YOUR OBJECTIVE: Quote exactly the lines running from the line with "The component shall indicate each instance of the yellow squeeze" to the end of the entries, including both, and nothing else.

THE DATA:
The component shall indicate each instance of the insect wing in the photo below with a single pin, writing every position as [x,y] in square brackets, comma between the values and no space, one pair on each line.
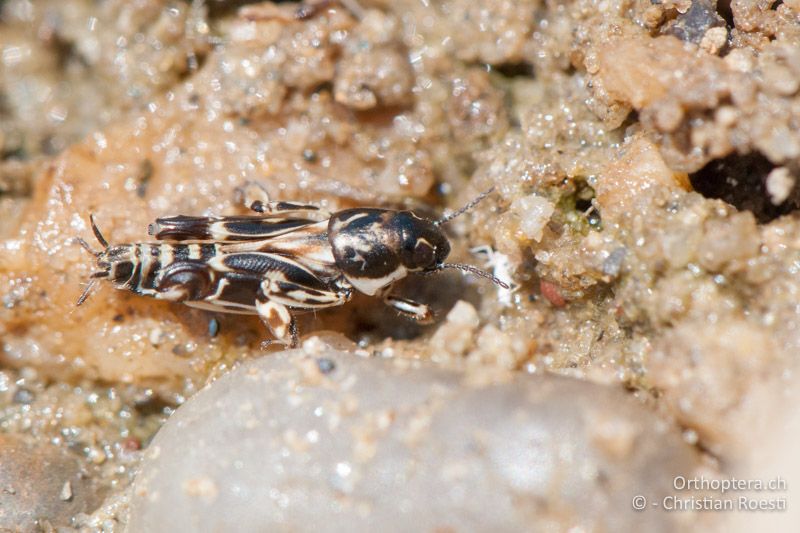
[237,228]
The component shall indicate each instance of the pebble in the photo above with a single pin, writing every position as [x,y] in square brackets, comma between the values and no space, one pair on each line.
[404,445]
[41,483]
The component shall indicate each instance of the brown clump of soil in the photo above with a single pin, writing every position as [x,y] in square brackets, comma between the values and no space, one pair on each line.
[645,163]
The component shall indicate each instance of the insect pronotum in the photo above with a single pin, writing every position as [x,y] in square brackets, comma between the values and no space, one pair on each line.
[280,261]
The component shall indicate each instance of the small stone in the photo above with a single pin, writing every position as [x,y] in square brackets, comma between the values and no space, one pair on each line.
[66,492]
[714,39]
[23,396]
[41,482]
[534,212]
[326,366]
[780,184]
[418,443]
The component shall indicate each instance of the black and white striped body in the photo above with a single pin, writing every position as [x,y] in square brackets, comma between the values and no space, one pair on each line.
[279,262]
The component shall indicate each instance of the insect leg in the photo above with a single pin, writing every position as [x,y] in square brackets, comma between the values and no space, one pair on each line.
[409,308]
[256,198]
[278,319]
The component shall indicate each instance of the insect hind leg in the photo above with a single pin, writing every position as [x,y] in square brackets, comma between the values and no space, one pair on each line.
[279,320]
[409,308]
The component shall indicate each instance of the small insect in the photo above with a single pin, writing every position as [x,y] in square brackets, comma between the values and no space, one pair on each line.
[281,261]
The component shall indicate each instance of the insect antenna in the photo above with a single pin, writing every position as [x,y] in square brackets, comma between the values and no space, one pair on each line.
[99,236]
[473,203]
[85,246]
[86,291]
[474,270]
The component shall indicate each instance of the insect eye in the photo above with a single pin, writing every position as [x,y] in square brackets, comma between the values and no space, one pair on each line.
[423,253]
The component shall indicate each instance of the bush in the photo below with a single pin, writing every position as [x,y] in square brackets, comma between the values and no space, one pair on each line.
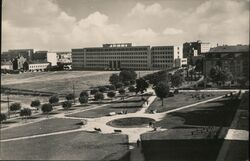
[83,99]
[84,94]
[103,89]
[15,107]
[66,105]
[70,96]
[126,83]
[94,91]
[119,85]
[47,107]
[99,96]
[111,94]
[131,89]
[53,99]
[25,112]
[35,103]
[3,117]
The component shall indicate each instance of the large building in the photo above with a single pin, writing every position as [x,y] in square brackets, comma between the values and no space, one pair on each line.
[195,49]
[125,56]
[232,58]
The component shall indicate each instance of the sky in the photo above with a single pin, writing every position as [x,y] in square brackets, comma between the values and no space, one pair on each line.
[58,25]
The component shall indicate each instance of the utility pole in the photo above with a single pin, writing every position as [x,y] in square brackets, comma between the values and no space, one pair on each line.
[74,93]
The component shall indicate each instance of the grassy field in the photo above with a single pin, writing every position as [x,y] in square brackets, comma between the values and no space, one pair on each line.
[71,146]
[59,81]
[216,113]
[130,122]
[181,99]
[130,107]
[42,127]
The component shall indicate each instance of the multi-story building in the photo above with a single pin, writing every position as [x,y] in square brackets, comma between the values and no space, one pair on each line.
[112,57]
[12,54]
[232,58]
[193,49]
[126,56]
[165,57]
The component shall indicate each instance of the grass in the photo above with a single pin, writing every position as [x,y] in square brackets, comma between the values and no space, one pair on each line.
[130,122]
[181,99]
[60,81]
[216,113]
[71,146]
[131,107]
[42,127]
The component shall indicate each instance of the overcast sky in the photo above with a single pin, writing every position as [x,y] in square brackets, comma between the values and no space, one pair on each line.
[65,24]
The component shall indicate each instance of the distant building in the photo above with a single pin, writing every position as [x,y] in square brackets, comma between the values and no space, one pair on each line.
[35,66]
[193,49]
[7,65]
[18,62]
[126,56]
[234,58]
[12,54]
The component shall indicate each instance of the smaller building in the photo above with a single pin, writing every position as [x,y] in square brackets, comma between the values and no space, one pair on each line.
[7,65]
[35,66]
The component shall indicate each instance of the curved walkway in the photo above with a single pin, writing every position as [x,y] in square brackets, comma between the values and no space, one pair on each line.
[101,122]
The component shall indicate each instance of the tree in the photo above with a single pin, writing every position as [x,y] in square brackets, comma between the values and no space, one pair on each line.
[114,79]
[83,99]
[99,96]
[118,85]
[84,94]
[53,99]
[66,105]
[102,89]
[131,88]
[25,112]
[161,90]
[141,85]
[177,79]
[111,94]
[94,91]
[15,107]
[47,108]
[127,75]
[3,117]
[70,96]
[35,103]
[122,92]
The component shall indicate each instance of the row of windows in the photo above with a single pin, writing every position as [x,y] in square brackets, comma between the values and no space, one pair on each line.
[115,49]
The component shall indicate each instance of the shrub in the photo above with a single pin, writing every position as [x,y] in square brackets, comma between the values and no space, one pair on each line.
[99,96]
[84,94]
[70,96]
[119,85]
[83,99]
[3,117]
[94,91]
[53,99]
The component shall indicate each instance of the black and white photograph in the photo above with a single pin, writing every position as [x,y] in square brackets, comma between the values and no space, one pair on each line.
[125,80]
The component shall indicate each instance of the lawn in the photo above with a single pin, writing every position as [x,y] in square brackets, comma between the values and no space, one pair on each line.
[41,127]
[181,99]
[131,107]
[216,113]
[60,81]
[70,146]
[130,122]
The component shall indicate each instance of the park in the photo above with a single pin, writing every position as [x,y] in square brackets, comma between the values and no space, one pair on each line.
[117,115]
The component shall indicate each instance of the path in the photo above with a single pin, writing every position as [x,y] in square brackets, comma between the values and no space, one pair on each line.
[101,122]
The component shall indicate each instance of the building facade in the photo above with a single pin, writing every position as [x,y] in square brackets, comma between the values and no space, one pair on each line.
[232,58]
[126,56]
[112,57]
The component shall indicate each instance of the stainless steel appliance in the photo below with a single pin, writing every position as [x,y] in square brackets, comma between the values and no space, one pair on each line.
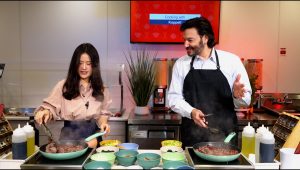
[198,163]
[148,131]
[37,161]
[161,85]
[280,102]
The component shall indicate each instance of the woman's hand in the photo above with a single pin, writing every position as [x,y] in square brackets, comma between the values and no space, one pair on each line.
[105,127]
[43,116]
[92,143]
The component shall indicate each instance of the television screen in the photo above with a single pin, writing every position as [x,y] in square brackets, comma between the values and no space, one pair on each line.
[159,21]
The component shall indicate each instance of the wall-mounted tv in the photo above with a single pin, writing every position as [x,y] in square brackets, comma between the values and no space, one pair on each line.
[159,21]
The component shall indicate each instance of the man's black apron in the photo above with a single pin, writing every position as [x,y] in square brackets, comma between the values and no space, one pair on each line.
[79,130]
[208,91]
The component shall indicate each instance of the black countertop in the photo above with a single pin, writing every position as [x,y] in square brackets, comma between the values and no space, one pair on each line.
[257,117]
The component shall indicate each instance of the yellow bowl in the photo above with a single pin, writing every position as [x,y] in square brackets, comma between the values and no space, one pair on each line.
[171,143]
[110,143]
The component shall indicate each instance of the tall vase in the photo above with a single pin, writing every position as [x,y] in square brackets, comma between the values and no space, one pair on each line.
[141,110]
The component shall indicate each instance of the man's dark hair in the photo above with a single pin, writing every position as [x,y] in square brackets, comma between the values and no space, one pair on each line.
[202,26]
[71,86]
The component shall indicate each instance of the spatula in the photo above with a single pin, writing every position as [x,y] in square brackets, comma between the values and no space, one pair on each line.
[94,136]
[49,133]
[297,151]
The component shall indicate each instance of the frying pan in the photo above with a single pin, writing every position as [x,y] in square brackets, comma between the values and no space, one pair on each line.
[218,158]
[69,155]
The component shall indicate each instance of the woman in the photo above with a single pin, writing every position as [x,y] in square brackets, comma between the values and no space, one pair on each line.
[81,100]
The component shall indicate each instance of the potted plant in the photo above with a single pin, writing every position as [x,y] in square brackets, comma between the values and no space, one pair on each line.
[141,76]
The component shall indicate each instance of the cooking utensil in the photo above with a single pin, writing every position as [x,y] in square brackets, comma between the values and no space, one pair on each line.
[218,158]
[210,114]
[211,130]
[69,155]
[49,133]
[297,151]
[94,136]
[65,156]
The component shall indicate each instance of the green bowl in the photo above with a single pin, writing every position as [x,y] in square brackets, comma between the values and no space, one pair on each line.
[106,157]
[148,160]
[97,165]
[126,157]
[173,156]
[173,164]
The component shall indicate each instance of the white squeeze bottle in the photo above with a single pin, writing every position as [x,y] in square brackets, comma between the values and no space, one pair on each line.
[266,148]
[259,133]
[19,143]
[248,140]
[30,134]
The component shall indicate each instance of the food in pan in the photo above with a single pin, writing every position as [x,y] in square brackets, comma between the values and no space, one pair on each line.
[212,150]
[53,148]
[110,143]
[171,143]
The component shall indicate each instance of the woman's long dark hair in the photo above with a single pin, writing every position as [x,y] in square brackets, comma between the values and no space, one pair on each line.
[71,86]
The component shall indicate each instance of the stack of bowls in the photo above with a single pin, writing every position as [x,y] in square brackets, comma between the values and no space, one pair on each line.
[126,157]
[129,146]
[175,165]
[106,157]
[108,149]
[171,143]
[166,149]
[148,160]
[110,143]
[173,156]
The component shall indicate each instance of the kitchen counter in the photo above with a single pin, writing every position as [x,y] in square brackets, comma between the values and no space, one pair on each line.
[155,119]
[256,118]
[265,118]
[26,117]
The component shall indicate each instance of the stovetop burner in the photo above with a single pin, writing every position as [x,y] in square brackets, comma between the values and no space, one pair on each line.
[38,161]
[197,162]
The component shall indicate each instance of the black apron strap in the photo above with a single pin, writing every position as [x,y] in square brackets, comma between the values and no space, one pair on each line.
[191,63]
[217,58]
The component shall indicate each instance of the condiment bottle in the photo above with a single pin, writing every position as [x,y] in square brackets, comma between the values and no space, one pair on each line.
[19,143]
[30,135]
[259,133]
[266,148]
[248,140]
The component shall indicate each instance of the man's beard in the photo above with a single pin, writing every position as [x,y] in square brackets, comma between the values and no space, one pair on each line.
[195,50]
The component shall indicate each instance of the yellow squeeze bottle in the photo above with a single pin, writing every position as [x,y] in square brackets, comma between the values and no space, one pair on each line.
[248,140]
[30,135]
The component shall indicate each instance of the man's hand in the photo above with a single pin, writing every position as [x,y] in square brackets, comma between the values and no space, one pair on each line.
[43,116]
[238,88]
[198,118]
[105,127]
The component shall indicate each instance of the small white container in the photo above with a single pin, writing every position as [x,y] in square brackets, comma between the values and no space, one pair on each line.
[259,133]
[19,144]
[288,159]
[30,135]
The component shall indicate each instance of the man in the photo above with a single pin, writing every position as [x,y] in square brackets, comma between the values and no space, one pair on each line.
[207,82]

SOLUTION FOR THIS TASK:
The component shall indicate each instance of the yellow squeeze bottle in the photo above with a single pin, writing every position as [x,y] in square brackets, comma between the values and no space, one pair on each line.
[248,140]
[30,135]
The component shall indicate each instance of the man's hand in the photo above with a single pin, writing every position as [x,y] in square brackets, comma between the values and no space, one pair on each line.
[43,116]
[238,88]
[198,118]
[105,127]
The component shall indicate each instance of the small white container in the photo above with a single pin, writing every position as [x,y] in square brackets, comma between the values and no space, one pair on each line.
[259,133]
[19,144]
[288,159]
[30,135]
The component shall indicate each instance of the man in the photo above with a single pin, writing every position as [x,y] in square brackets, comma between the values and no space, one pair on each line.
[207,82]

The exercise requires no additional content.